Collection entries –
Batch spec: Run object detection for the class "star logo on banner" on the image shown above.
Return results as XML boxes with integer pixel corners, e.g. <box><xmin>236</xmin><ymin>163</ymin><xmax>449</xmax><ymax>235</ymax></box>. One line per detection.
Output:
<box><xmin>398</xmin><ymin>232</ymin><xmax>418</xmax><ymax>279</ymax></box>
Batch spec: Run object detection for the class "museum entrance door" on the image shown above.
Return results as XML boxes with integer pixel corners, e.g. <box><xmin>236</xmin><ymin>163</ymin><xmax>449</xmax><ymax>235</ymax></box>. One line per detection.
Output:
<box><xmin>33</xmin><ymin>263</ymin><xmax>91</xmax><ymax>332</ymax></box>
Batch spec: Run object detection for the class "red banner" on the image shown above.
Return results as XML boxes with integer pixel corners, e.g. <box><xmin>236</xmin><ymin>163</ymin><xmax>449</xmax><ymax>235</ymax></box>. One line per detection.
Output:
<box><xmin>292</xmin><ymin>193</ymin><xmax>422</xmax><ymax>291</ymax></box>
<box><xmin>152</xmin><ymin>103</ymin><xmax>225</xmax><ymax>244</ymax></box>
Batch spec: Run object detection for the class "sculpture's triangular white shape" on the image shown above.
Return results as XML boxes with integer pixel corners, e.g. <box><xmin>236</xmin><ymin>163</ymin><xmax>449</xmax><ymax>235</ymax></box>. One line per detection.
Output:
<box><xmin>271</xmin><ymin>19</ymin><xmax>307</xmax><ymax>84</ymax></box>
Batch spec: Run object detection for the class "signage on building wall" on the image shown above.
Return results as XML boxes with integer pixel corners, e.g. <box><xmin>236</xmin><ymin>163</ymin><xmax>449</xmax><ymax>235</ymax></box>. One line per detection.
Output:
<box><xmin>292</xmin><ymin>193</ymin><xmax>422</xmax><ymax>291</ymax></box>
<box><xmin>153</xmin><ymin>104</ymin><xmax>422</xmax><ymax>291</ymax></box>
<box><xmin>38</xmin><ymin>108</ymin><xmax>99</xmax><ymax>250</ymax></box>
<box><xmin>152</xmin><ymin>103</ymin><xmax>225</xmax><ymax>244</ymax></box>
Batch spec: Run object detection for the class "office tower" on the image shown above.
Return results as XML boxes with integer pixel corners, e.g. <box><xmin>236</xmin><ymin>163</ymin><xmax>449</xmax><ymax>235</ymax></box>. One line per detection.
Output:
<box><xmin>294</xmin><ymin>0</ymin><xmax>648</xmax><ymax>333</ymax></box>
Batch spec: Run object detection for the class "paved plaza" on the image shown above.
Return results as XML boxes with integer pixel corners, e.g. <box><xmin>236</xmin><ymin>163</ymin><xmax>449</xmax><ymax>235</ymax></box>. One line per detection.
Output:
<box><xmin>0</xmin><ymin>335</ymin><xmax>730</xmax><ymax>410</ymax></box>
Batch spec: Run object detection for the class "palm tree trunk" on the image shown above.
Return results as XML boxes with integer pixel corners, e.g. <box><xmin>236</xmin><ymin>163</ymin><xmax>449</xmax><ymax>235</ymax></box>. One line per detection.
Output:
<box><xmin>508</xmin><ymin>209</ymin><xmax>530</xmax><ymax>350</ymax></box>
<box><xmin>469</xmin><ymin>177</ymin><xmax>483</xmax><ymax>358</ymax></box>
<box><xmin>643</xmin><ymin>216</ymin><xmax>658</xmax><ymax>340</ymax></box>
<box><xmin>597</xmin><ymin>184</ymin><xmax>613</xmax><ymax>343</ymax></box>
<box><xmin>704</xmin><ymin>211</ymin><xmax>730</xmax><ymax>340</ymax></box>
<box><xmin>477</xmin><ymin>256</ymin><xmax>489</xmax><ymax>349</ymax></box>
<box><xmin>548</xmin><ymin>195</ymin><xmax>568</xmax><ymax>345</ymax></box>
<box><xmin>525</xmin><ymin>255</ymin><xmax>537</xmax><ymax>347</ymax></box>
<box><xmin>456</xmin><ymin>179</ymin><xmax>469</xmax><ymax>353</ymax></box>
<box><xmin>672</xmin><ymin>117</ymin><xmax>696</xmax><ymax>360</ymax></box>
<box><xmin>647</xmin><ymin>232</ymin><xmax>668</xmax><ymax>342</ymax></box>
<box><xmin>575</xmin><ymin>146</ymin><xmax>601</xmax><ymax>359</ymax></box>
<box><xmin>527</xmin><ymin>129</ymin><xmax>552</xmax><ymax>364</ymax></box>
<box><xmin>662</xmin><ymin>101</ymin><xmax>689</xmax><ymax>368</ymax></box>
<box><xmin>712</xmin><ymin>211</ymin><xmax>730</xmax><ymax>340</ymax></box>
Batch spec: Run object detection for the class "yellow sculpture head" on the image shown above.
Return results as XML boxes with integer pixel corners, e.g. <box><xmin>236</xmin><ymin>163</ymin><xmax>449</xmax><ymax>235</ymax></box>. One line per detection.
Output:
--
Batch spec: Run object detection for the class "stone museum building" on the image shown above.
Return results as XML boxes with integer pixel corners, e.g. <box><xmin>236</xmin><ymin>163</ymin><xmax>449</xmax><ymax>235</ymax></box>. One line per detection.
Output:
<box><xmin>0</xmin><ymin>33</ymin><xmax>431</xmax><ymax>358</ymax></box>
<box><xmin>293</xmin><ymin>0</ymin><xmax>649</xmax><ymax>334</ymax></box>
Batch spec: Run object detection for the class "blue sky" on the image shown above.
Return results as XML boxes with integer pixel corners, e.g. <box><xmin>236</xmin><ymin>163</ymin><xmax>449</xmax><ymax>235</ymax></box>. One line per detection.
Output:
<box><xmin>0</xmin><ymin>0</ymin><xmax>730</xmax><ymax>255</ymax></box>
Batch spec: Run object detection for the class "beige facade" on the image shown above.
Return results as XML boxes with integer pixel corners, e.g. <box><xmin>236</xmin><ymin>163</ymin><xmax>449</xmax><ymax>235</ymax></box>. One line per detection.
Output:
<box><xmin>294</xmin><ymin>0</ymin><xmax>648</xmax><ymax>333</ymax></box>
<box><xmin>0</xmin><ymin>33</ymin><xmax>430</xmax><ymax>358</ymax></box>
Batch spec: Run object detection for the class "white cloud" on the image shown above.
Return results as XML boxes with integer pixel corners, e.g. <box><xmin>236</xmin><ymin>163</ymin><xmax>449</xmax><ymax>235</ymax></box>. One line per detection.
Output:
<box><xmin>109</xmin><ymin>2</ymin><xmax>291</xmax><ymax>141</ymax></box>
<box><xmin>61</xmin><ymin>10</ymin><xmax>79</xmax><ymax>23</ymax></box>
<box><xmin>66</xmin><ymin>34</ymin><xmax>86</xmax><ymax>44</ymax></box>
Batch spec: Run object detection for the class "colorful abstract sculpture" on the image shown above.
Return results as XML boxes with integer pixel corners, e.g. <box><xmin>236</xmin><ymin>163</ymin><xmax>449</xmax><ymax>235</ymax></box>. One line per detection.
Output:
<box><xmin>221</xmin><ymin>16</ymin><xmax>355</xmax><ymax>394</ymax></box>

GOAL OF THE EXERCISE – Tally how many lines of the data contain the string "white". Give only the number.

OUTPUT OF THE EXERCISE – 2